### Data entries
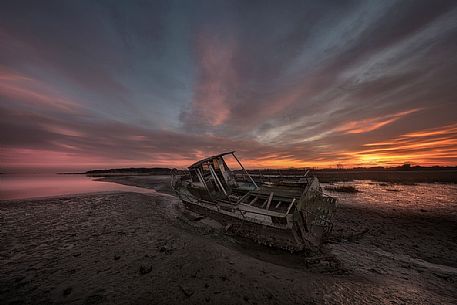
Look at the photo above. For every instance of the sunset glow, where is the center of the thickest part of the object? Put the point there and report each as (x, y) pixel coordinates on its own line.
(165, 85)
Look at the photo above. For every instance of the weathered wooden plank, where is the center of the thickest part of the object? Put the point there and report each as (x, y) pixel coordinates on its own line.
(269, 200)
(290, 206)
(253, 201)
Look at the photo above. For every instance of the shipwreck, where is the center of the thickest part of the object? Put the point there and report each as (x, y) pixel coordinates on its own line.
(288, 212)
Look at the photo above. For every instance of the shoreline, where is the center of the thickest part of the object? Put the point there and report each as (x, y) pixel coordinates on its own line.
(120, 247)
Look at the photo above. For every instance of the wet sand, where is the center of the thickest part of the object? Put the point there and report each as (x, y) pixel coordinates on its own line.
(129, 248)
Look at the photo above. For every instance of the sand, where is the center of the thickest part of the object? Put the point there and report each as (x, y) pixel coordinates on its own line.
(129, 248)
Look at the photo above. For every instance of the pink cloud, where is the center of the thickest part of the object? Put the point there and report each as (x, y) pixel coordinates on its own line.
(30, 91)
(216, 80)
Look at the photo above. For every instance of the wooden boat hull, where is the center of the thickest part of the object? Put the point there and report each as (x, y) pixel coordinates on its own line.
(278, 236)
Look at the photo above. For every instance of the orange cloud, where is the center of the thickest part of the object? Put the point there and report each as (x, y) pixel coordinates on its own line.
(367, 125)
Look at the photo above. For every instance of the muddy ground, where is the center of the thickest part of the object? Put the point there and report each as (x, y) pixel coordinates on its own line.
(128, 248)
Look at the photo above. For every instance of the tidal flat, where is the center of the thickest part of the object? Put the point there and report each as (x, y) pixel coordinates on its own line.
(132, 248)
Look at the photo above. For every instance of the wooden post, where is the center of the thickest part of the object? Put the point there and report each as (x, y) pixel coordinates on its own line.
(269, 200)
(290, 206)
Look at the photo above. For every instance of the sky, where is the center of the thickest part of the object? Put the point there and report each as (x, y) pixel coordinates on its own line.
(103, 84)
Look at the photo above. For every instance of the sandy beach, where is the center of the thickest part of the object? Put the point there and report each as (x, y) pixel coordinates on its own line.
(130, 248)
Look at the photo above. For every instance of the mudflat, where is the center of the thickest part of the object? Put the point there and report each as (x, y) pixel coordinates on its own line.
(129, 248)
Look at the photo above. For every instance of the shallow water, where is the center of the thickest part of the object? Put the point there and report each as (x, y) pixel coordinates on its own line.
(20, 186)
(421, 196)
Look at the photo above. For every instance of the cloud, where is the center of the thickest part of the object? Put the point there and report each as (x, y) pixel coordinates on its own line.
(367, 125)
(292, 83)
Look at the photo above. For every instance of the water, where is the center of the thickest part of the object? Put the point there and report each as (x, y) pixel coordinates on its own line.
(16, 186)
(421, 196)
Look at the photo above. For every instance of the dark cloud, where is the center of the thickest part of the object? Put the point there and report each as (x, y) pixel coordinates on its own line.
(165, 82)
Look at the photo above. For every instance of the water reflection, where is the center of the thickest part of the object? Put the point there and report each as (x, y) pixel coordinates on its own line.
(31, 186)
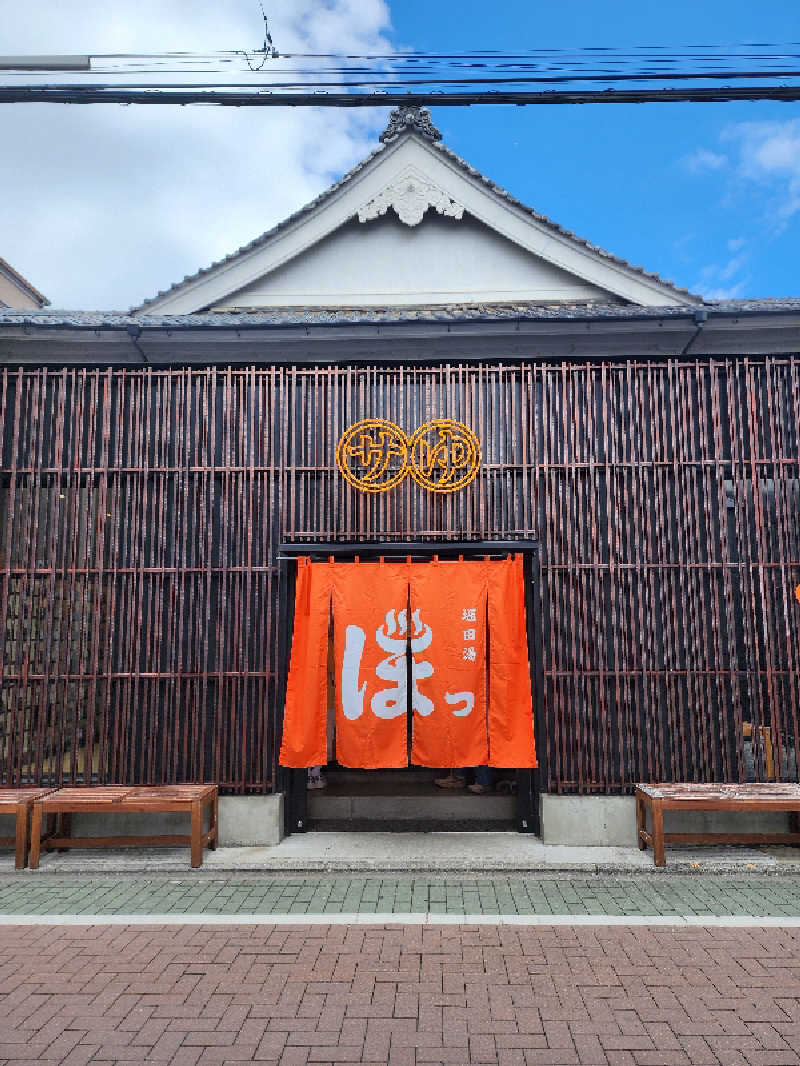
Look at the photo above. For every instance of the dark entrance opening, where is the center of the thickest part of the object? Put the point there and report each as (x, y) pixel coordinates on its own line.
(408, 800)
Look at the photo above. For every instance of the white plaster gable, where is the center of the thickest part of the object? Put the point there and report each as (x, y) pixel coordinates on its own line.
(386, 261)
(424, 212)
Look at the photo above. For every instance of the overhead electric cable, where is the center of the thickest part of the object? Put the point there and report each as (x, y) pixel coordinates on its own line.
(578, 76)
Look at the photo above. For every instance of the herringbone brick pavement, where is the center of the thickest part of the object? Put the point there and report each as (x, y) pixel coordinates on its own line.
(399, 996)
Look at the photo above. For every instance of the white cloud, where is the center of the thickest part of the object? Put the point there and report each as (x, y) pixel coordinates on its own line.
(718, 281)
(703, 160)
(100, 206)
(768, 154)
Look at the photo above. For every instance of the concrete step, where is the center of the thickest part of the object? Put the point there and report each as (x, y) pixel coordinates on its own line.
(397, 801)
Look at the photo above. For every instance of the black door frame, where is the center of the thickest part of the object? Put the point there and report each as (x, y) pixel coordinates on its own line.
(292, 782)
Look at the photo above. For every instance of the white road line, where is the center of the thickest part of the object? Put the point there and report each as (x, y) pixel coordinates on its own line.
(420, 918)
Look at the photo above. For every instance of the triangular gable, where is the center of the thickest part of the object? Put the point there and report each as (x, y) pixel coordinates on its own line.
(415, 224)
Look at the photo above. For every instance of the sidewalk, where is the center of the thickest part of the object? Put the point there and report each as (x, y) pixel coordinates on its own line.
(136, 958)
(465, 852)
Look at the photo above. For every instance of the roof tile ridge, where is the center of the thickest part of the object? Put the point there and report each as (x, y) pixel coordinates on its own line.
(559, 228)
(4, 264)
(267, 235)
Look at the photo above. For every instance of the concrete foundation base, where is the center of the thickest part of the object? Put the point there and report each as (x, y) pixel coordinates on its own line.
(244, 821)
(251, 820)
(604, 821)
(610, 821)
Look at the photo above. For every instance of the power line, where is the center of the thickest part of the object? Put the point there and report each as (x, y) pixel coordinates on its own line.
(643, 74)
(101, 94)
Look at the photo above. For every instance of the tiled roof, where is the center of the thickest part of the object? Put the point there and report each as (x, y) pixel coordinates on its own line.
(16, 276)
(371, 316)
(497, 190)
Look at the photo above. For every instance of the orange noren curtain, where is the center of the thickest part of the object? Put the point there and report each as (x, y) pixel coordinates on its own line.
(304, 742)
(370, 624)
(448, 602)
(510, 706)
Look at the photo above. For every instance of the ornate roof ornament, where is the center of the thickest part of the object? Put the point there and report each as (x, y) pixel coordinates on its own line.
(408, 117)
(411, 194)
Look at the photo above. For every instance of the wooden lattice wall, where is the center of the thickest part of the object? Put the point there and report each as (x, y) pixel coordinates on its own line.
(141, 510)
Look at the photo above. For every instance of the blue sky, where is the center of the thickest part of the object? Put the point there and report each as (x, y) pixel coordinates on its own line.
(707, 195)
(102, 206)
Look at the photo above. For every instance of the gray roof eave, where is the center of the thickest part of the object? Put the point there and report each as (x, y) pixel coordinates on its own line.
(429, 335)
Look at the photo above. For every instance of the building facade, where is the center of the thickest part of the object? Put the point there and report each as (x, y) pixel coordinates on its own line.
(162, 470)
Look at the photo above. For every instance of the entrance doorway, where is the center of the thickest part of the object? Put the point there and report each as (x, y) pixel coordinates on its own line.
(406, 797)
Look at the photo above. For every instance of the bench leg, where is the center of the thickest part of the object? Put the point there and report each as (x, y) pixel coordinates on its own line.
(64, 828)
(35, 836)
(196, 833)
(214, 823)
(21, 837)
(641, 823)
(657, 813)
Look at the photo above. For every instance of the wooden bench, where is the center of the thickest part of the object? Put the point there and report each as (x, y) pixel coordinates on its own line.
(19, 803)
(123, 800)
(658, 798)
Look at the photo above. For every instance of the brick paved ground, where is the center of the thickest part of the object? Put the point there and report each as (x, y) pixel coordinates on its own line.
(651, 894)
(399, 996)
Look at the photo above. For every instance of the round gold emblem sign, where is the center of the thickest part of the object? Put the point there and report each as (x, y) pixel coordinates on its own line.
(372, 454)
(445, 455)
(376, 454)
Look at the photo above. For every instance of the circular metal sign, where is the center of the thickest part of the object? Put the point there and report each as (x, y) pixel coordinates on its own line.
(372, 455)
(445, 455)
(376, 454)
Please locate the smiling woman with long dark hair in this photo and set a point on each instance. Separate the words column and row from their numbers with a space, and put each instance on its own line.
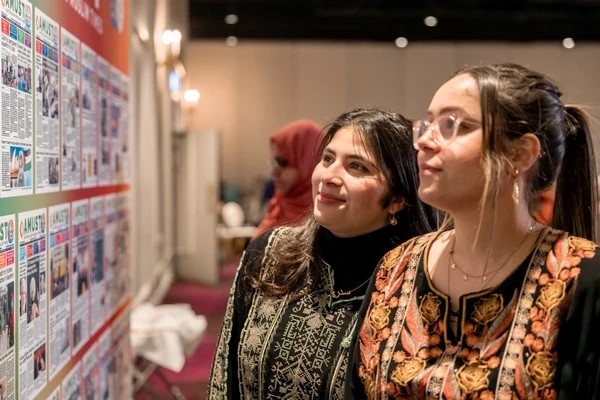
column 293, row 307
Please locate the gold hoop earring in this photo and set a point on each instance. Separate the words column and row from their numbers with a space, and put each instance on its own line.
column 516, row 188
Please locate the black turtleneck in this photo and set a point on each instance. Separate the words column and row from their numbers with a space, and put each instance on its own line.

### Task to complete
Write out the records word for word, from the line containing "Look at the photo above. For every instance of the round" through the line containing "column 293, row 307", with both of those lines included. Leave the pictures out.

### The solution
Look at the photo above. For every instance of the round gold emblem sign, where is the center of the thickest part of the object? Put the point there and report each as (x, y) pixel coordinates on its own line.
(372, 454)
(445, 455)
(376, 454)
Look at the photo above. For every instance of the circular metal sign, where is the center of the thickest part of the object? Put the point there and report each as (x, y) pixel coordinates on its own line.
(372, 455)
(445, 455)
(376, 454)
Please locate the smiling woman with long dark hair in this photo and set a point on each instance. Separate the words column and row from their numbers with a space, and put each instance on its own line.
column 293, row 307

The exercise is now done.